Input for this task:

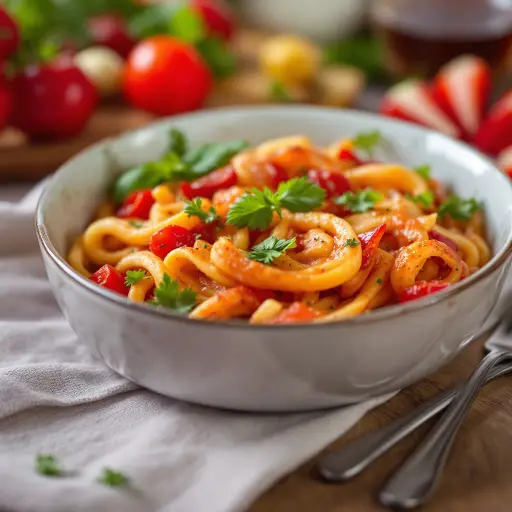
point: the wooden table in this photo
(477, 478)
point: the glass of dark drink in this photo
(419, 36)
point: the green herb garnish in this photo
(168, 295)
(255, 208)
(194, 207)
(360, 201)
(366, 141)
(425, 199)
(270, 249)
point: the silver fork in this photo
(349, 461)
(414, 482)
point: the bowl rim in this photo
(498, 260)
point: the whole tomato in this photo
(165, 76)
(52, 101)
(9, 35)
(111, 31)
(217, 16)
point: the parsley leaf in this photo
(270, 249)
(366, 141)
(48, 465)
(425, 199)
(300, 195)
(169, 295)
(458, 208)
(194, 207)
(113, 478)
(360, 201)
(277, 91)
(254, 209)
(423, 171)
(134, 276)
(352, 242)
(218, 56)
(186, 24)
(178, 142)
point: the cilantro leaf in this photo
(360, 201)
(168, 294)
(194, 207)
(178, 142)
(48, 465)
(352, 242)
(270, 249)
(186, 24)
(134, 276)
(423, 171)
(220, 59)
(300, 195)
(366, 141)
(113, 478)
(277, 91)
(458, 208)
(253, 209)
(425, 199)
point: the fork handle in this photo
(415, 480)
(349, 461)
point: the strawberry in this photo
(461, 88)
(412, 101)
(495, 133)
(504, 161)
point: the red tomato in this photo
(166, 76)
(209, 184)
(9, 35)
(277, 174)
(370, 243)
(422, 289)
(217, 17)
(5, 104)
(111, 31)
(108, 277)
(333, 183)
(170, 238)
(138, 204)
(298, 312)
(348, 154)
(52, 101)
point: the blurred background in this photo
(76, 71)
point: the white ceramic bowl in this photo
(273, 368)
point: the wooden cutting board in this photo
(23, 161)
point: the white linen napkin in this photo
(56, 398)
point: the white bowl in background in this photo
(273, 368)
(322, 20)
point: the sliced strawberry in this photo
(495, 133)
(461, 88)
(504, 161)
(412, 101)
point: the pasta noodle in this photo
(283, 232)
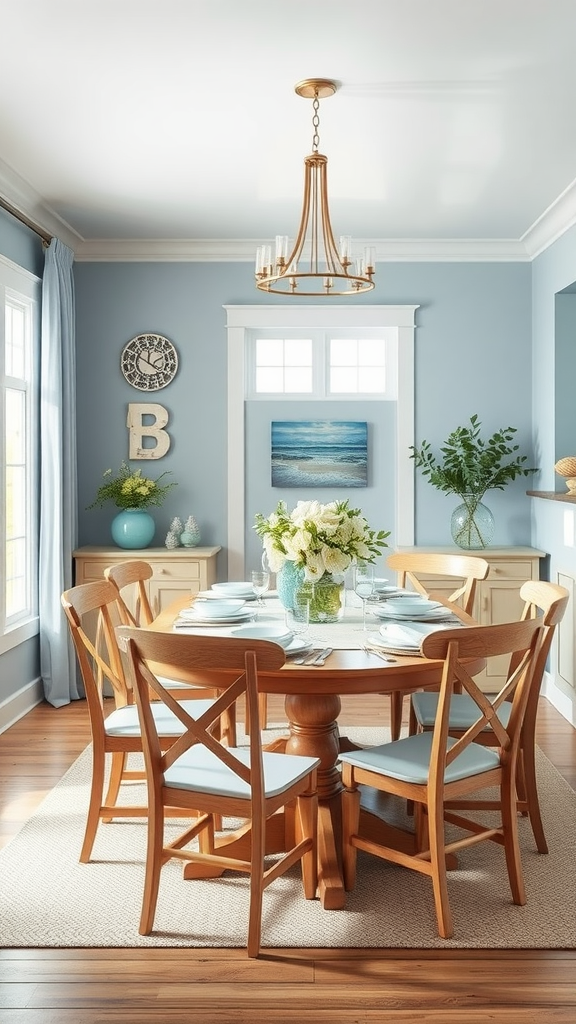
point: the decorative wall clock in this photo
(149, 361)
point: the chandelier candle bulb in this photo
(370, 259)
(281, 249)
(345, 248)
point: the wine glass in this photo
(260, 583)
(364, 586)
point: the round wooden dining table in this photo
(313, 705)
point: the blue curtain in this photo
(58, 505)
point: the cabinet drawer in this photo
(176, 569)
(91, 569)
(510, 570)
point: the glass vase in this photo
(132, 528)
(472, 523)
(327, 598)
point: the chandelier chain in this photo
(316, 124)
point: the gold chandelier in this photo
(316, 265)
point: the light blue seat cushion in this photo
(463, 711)
(408, 760)
(198, 770)
(124, 721)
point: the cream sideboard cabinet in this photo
(176, 572)
(497, 597)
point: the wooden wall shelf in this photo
(553, 496)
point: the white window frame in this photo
(241, 321)
(21, 287)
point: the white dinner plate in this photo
(412, 603)
(275, 633)
(241, 590)
(436, 615)
(223, 609)
(378, 641)
(188, 615)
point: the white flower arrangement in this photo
(318, 538)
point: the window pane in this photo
(15, 426)
(297, 352)
(372, 379)
(297, 379)
(342, 352)
(270, 380)
(371, 352)
(270, 352)
(15, 501)
(343, 381)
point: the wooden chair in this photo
(129, 580)
(199, 772)
(410, 565)
(550, 600)
(433, 768)
(118, 733)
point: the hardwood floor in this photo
(295, 986)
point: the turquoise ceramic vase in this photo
(133, 528)
(326, 595)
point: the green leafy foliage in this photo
(129, 489)
(470, 465)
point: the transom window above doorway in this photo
(322, 365)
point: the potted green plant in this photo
(133, 494)
(468, 467)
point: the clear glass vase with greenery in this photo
(468, 466)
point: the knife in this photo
(319, 656)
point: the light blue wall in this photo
(472, 355)
(552, 271)
(19, 667)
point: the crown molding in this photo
(244, 250)
(559, 217)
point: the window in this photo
(18, 529)
(325, 365)
(393, 327)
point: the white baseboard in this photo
(560, 700)
(18, 705)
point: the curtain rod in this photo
(46, 239)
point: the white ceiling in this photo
(176, 122)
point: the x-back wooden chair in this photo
(432, 769)
(543, 598)
(91, 611)
(410, 565)
(199, 772)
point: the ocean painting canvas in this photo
(319, 454)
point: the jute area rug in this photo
(47, 898)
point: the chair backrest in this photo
(520, 640)
(91, 610)
(151, 652)
(132, 573)
(550, 599)
(469, 568)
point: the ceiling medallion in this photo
(316, 265)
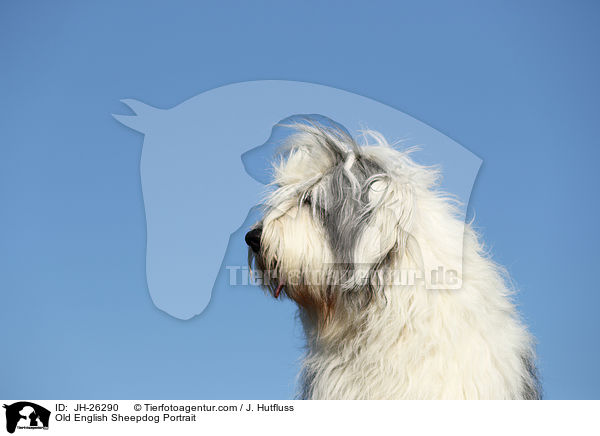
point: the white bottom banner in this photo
(299, 417)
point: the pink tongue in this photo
(278, 290)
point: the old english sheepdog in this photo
(340, 222)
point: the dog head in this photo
(339, 214)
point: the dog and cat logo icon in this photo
(26, 415)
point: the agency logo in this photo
(26, 415)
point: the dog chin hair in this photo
(339, 220)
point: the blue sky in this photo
(514, 82)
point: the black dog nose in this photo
(253, 239)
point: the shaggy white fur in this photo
(341, 221)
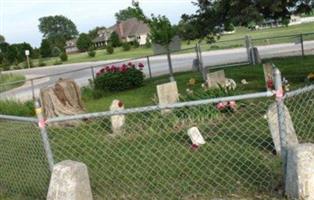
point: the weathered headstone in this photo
(215, 79)
(272, 118)
(195, 136)
(62, 99)
(69, 181)
(268, 76)
(117, 121)
(167, 93)
(300, 172)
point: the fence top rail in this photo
(161, 107)
(300, 91)
(17, 118)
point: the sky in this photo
(19, 18)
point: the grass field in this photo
(152, 157)
(17, 80)
(221, 44)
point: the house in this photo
(70, 46)
(129, 30)
(132, 30)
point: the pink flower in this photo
(194, 146)
(140, 65)
(107, 69)
(220, 105)
(120, 104)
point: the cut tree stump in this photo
(62, 99)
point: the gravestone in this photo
(195, 136)
(215, 79)
(167, 93)
(272, 118)
(69, 181)
(300, 172)
(268, 75)
(117, 121)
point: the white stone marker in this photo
(300, 172)
(195, 136)
(272, 118)
(216, 78)
(117, 121)
(167, 94)
(69, 181)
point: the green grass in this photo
(223, 43)
(7, 79)
(151, 157)
(294, 69)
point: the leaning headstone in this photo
(69, 181)
(268, 76)
(215, 79)
(167, 93)
(117, 121)
(272, 118)
(300, 172)
(195, 136)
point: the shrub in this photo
(63, 56)
(109, 49)
(126, 46)
(91, 53)
(57, 62)
(119, 78)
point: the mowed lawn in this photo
(152, 158)
(222, 43)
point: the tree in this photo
(130, 12)
(45, 48)
(84, 42)
(94, 32)
(57, 29)
(212, 17)
(2, 39)
(161, 30)
(114, 40)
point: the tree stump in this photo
(62, 99)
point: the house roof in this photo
(132, 27)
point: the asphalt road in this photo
(159, 66)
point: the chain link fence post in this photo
(43, 132)
(281, 119)
(302, 44)
(149, 69)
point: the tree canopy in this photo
(93, 33)
(212, 17)
(57, 29)
(130, 12)
(84, 42)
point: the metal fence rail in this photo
(150, 156)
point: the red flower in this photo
(120, 104)
(140, 65)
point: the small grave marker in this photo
(117, 121)
(195, 136)
(272, 118)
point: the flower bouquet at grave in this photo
(119, 78)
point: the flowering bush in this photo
(119, 78)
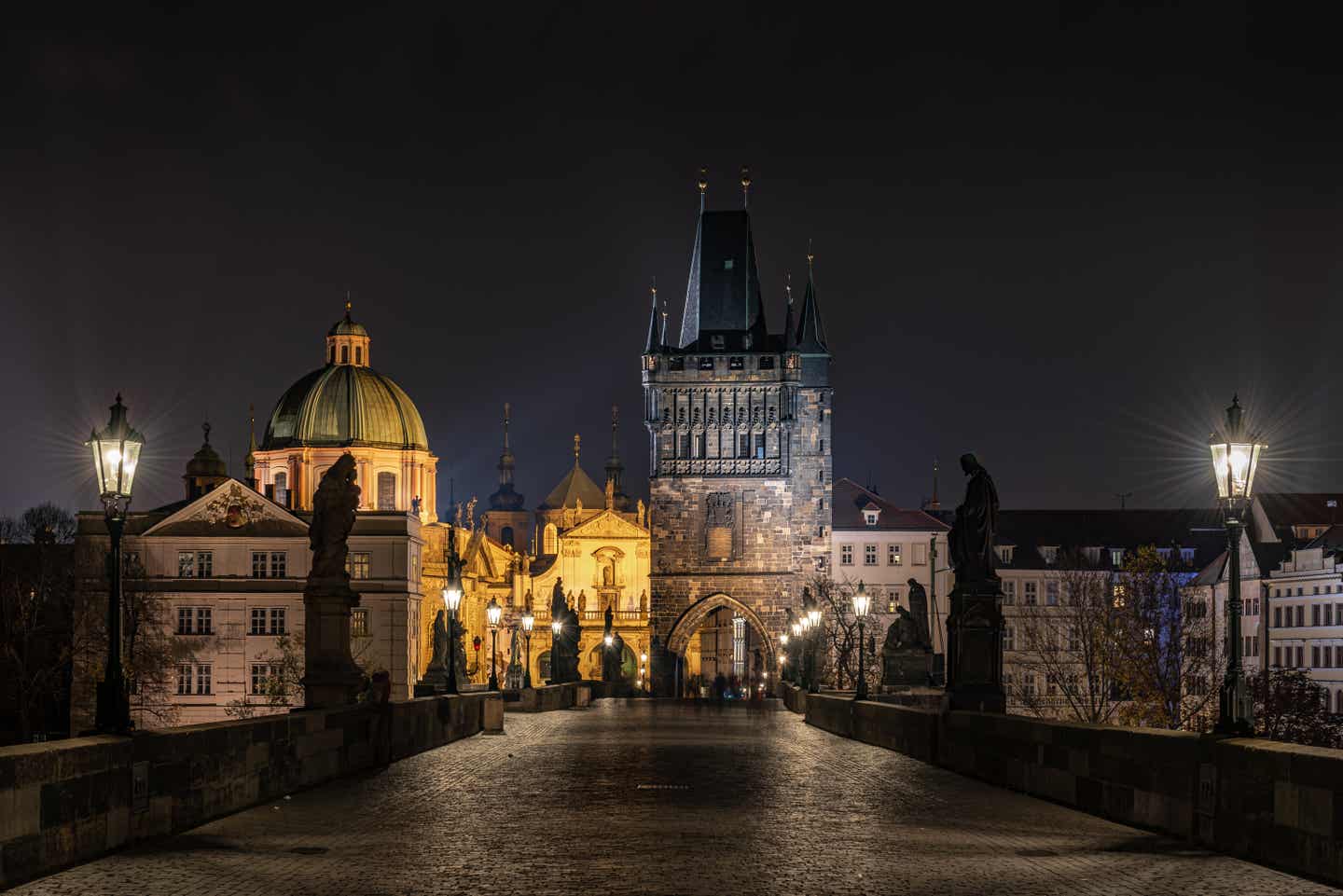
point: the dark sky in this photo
(1058, 240)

Exercise details:
Without including any pictures, please restate all the records exactly.

Output:
point: the wooden table in this photo
(477, 478)
point: the glass of dark drink in this photo
(419, 36)
point: the green herb garnish in this photo
(168, 295)
(255, 208)
(194, 207)
(360, 201)
(366, 141)
(425, 199)
(270, 249)
point: the silver fork in this photo
(349, 461)
(414, 482)
point: the bowl rim in this photo
(498, 260)
point: the whole tomato in this photo
(165, 76)
(52, 101)
(9, 35)
(111, 31)
(217, 16)
point: the parsley leaf in this photo
(270, 249)
(366, 141)
(48, 465)
(425, 199)
(300, 195)
(169, 295)
(458, 208)
(194, 207)
(113, 478)
(360, 201)
(277, 91)
(254, 209)
(423, 171)
(134, 276)
(352, 242)
(218, 56)
(186, 24)
(178, 142)
point: the cilantro leaf in this photo
(360, 201)
(168, 294)
(194, 207)
(178, 142)
(48, 465)
(352, 242)
(270, 249)
(186, 24)
(134, 276)
(423, 171)
(220, 59)
(300, 195)
(366, 141)
(113, 478)
(277, 91)
(458, 208)
(253, 209)
(425, 199)
point: the fork handle in this photo
(415, 480)
(349, 461)
point: the strawberry in this photo
(461, 88)
(412, 101)
(495, 133)
(504, 161)
point: the red tomato in this photo
(166, 76)
(209, 184)
(9, 35)
(277, 174)
(370, 243)
(422, 289)
(217, 17)
(5, 104)
(111, 31)
(108, 277)
(333, 183)
(170, 238)
(138, 204)
(298, 312)
(348, 154)
(52, 101)
point: the blurred background in this photo
(76, 71)
point: the white ceramic bowl in this photo
(273, 368)
point: the wooden cutting board in this photo
(23, 161)
point: the white linen napkin in this photo
(56, 398)
point: the white bowl in background in this photo
(273, 368)
(322, 20)
point: the sliced strawberry in this photo
(495, 133)
(461, 88)
(504, 161)
(412, 101)
point: the pasta noodle in this photo
(283, 232)
point: the decorative wall clock in this photo
(149, 361)
point: the chandelier candle bulb in this photo
(370, 259)
(281, 249)
(345, 248)
point: the wine glass in this photo
(260, 583)
(364, 586)
point: the round wooden dining table in this photo
(313, 705)
point: the blue curtain in this photo
(58, 505)
point: the cabinet drawer in this photo
(176, 569)
(91, 569)
(510, 570)
point: the glass vase in this photo
(132, 528)
(472, 523)
(327, 598)
point: the chandelier chain in this photo
(316, 124)
point: the gold chandelier in this photo
(316, 265)
point: the light blue seat cushion in this photo
(463, 711)
(408, 760)
(198, 770)
(124, 721)
point: the cream sideboard cabinet in this photo
(176, 572)
(497, 597)
point: the wooden wall shelf in this photo
(553, 496)
point: the white window frame in this photo
(241, 321)
(21, 287)
point: the white dinner plate in this photo
(412, 603)
(275, 633)
(241, 590)
(436, 615)
(223, 609)
(378, 641)
(188, 615)
point: the white flower arrangement in this photo
(318, 538)
point: the window pane in this photo
(15, 426)
(297, 352)
(372, 379)
(297, 379)
(342, 352)
(270, 380)
(371, 352)
(270, 352)
(15, 501)
(343, 381)
point: the wooden chair in this photo
(129, 580)
(199, 772)
(410, 565)
(550, 600)
(433, 768)
(118, 733)
point: the hardwood floor in this photo
(295, 986)
point: the turquoise ceramic vase in this photo
(133, 528)
(326, 595)
point: the green leafy foliage in this photo
(129, 489)
(470, 465)
point: the transom window above doorway in this photo
(322, 365)
point: the potted green plant in this photo
(133, 494)
(468, 467)
point: the clear glass vase with greenery in this photo
(468, 466)
point: the knife in this photo
(319, 656)
point: the light blue wall in this photo
(472, 355)
(552, 271)
(19, 667)
point: the crown molding in this photo
(244, 250)
(559, 217)
point: the window in this photo
(18, 529)
(325, 365)
(393, 327)
point: the white baseboard in this photo
(560, 700)
(18, 705)
point: the curtain rod in this photo
(46, 239)
point: the white ceiling in this photo
(176, 122)
point: the x-back wooden chair in this photo
(432, 769)
(543, 598)
(91, 611)
(410, 565)
(199, 772)
point: the ocean painting canvas in this photo
(319, 454)
point: the jute area rug in this photo
(47, 898)
point: the chair backrest in this photo
(520, 640)
(91, 610)
(151, 652)
(132, 573)
(550, 599)
(469, 568)
point: the ceiling medallion in this photo
(316, 265)
point: the white bottom banner in this photo
(299, 417)
point: the pink tongue in this photo
(278, 290)
point: the old english sheepdog in this photo
(340, 222)
point: the dog head in this photo
(339, 214)
point: the dog and cat logo icon in this photo
(26, 415)
point: the agency logo in this photo
(26, 415)
point: the dog chin hair in this photo
(339, 220)
point: the blue sky in this photo
(514, 82)
point: the black dog nose in this photo
(253, 239)
point: the shaggy white fur in this photo
(341, 221)
point: the weathered headstone in this photo
(215, 79)
(272, 118)
(195, 136)
(62, 99)
(69, 181)
(268, 76)
(117, 121)
(167, 93)
(300, 172)
point: the fence top rail in this photo
(161, 107)
(300, 91)
(17, 118)
point: the sky in this photo
(19, 18)
point: the grass field in this photo
(152, 157)
(17, 80)
(221, 44)
point: the house in this photo
(70, 46)
(129, 30)
(132, 30)
point: the pink flower in this photo
(194, 146)
(140, 65)
(107, 69)
(220, 105)
(120, 104)
point: the cut tree stump in this photo
(62, 99)
point: the gravestone in this photo
(195, 136)
(215, 79)
(167, 93)
(272, 118)
(69, 181)
(300, 172)
(268, 75)
(117, 121)
point: the white stone marker in this photo
(300, 172)
(195, 136)
(272, 118)
(216, 78)
(117, 121)
(167, 94)
(69, 181)
point: the green grass in this photo
(223, 43)
(7, 79)
(151, 157)
(294, 69)
point: the leaning headstone in this photo
(69, 181)
(268, 76)
(215, 79)
(167, 93)
(117, 121)
(272, 118)
(300, 172)
(195, 136)
point: the shrub in this photo
(63, 56)
(109, 49)
(126, 46)
(91, 53)
(57, 62)
(119, 78)
point: the mowed lawn in this photo
(152, 158)
(222, 43)
point: the tree in this photo
(130, 12)
(45, 48)
(84, 42)
(94, 32)
(57, 29)
(212, 17)
(2, 39)
(161, 30)
(114, 40)
point: the tree stump in this photo
(62, 99)
point: the house roof in this photo
(132, 27)
point: the asphalt road in this photo
(159, 66)
point: the chain link fence post in this photo
(43, 132)
(281, 119)
(302, 44)
(149, 69)
point: the tree canopy in this photo
(93, 33)
(212, 17)
(57, 29)
(130, 12)
(84, 42)
point: the metal fence rail in this photo
(150, 156)
point: the red flower in this photo
(120, 104)
(140, 65)
point: the small grave marker in this photo
(117, 121)
(195, 136)
(272, 118)
point: the flower bouquet at grave in this photo
(119, 78)
point: the flowering bush in this photo
(119, 78)
point: the dark sky in this photo
(1058, 240)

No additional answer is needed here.